**EXERCISE MATERIAL:**
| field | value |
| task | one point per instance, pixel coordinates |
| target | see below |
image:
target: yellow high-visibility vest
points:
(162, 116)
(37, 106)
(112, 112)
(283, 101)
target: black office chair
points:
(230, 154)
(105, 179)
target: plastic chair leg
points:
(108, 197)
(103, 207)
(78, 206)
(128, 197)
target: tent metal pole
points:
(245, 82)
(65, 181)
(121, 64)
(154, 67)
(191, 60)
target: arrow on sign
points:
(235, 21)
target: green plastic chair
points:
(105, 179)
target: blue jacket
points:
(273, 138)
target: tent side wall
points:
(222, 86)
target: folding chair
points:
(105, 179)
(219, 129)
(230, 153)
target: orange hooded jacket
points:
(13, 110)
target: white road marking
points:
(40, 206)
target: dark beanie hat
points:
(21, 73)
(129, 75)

...

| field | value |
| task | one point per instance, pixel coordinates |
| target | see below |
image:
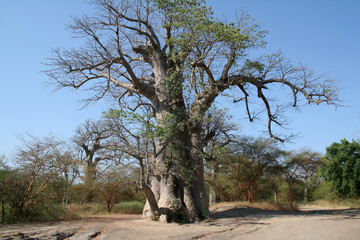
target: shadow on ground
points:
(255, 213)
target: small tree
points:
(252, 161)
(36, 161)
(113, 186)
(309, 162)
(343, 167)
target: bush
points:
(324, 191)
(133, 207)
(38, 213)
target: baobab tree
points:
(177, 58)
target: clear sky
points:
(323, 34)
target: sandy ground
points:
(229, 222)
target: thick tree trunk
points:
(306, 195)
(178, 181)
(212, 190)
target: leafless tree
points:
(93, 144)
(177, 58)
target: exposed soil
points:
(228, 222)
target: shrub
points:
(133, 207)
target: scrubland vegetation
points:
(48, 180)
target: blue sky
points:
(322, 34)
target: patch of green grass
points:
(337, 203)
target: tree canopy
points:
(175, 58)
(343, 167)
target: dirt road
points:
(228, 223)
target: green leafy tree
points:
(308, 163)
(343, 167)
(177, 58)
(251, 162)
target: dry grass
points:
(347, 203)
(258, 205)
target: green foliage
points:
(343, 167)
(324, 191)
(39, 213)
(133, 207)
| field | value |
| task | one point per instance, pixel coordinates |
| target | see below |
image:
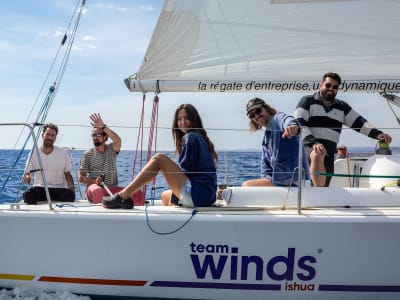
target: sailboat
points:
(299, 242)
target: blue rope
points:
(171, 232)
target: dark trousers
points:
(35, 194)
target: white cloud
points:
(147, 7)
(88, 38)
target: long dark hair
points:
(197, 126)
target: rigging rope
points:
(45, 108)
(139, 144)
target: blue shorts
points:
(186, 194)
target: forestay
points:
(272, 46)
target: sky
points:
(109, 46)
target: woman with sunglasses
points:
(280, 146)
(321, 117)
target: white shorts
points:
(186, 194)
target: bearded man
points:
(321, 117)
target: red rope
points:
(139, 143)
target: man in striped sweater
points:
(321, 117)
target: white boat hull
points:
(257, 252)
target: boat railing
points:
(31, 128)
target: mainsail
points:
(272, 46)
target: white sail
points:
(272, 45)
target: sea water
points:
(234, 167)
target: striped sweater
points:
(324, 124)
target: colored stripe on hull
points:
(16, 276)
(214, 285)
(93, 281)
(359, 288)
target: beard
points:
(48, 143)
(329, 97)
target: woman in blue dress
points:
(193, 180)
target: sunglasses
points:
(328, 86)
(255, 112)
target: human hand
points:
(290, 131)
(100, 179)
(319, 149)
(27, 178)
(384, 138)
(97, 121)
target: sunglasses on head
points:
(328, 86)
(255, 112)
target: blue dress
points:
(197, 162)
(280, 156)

**WHAT TO DO:**
Return each line from the rows above that contains the string "hull".

**THE ANSWER:**
target: white boat hull
target: colored stripe on hull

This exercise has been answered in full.